RECORDS FOR THIS TASK:
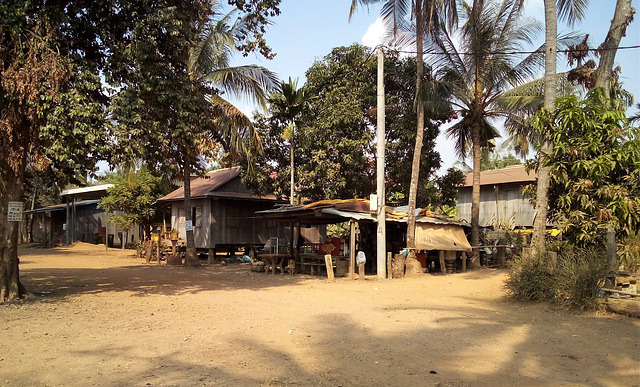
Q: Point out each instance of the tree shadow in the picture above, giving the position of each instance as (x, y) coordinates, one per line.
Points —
(472, 348)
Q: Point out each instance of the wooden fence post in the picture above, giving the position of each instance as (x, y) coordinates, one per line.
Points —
(329, 263)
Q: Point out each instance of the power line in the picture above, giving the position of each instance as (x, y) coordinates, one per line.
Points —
(517, 52)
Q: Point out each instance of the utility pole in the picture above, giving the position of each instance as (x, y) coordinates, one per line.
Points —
(381, 252)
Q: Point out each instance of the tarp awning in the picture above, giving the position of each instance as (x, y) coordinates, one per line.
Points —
(431, 236)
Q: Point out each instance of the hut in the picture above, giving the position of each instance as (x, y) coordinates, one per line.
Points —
(224, 214)
(78, 218)
(433, 234)
(501, 199)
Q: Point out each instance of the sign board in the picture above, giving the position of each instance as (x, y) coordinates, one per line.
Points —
(15, 212)
(373, 202)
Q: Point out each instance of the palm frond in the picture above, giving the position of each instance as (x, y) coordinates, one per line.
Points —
(250, 81)
(571, 11)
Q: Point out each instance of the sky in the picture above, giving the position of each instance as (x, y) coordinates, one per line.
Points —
(307, 30)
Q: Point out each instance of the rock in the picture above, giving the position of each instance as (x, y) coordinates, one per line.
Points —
(413, 268)
(174, 260)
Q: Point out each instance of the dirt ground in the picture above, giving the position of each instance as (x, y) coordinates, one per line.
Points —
(100, 318)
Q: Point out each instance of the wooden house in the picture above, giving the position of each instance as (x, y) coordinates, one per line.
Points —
(501, 199)
(224, 213)
(78, 218)
(433, 234)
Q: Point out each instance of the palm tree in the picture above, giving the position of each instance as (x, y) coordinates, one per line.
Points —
(209, 62)
(480, 72)
(288, 102)
(636, 117)
(571, 11)
(427, 15)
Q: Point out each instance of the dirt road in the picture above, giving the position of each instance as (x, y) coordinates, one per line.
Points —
(102, 318)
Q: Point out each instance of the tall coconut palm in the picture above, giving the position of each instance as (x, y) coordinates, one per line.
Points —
(571, 11)
(288, 102)
(209, 62)
(427, 16)
(480, 71)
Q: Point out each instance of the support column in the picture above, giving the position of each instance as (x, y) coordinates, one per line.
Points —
(381, 250)
(352, 249)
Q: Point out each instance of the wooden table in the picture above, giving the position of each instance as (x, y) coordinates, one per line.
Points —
(274, 261)
(315, 263)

TASK DIRECTIONS: Could you output the listing word for word, omitting every picture?

ANSWER SPACE:
Q: Point out each instance of the tree shadow in the picture above, giving the position of each instance as (x, y) coordinates, one per line.
Points —
(472, 348)
Q: Point out each instance of the wooden fence post in the picture above, giving the position of each instance as (x, y) coordinates, one per line.
Points —
(329, 263)
Q: Point out each instance of the power line in the picture above, giving the position of each instance as (x, y) coordinates, one per line.
Points —
(517, 52)
Q: Point out each instance of the utility pole in the picture above, giving the position of each instance as (x, y) coordinates, one per line.
Points —
(381, 252)
Q: Point out each instance of the tarp awning in the picture above, giving the position of each instance as (x, y) coordinates, one per line.
Points —
(431, 236)
Q: Point out each instance of the hut in the picture above, giving the position of each instance as (x, y) coordinates, one per line.
Points —
(224, 214)
(78, 218)
(433, 234)
(501, 199)
Q: Point out each instance of the sign board in the picture above, giving the position of each instance as (x, y) coordinates, one per line.
Points —
(15, 212)
(373, 202)
Q: Point out each instance of the palm frond in the picture above, giving the position of each instance as (x, y) coordinates, one per line.
Points —
(250, 81)
(571, 11)
Q: Point out each instance of the sky in the picture above, giving the position of each instance as (x, y) coordinates, one per line.
Points —
(307, 30)
Q: Point out each instance of the rock in the picture above, giving the position of each instance as (x, y) coordinates, one per line.
Points —
(413, 268)
(174, 260)
Q: Point out each instance of the dirt ground in the picture above, giving the position of each instance as (x, y) coordinates, one per line.
Points —
(100, 318)
Q: Point out each instance of the wooden house in the picture above, giving the position of each instance as (x, y) coordinates, one per line.
Points —
(501, 199)
(224, 213)
(78, 218)
(433, 234)
Q: Point out each instance of the palm tree in the picture above, giving the position of each instance as (x, y) coordinates, one per line.
Points —
(209, 62)
(480, 72)
(288, 102)
(636, 117)
(571, 11)
(427, 15)
Q: Point out each instance of the dirt road in the picture above, giving the position of each instance as (x, y) coordinates, one per line.
Points —
(102, 318)
Q: Point out each instance of the tall coconut palm in the picture above, giving the position of each instance as (x, y) coordinates, one per line.
Points —
(571, 11)
(288, 102)
(209, 62)
(427, 16)
(480, 71)
Q: Point out each instance of the support column in the picture above, giving the position of each instance as (x, y) coordinates, one per line.
Points —
(381, 250)
(352, 249)
Q: Point out each instance of the wooden table in the picture above, giving the position of each instance as (x, y) coordinates, one per line.
Points —
(274, 261)
(315, 263)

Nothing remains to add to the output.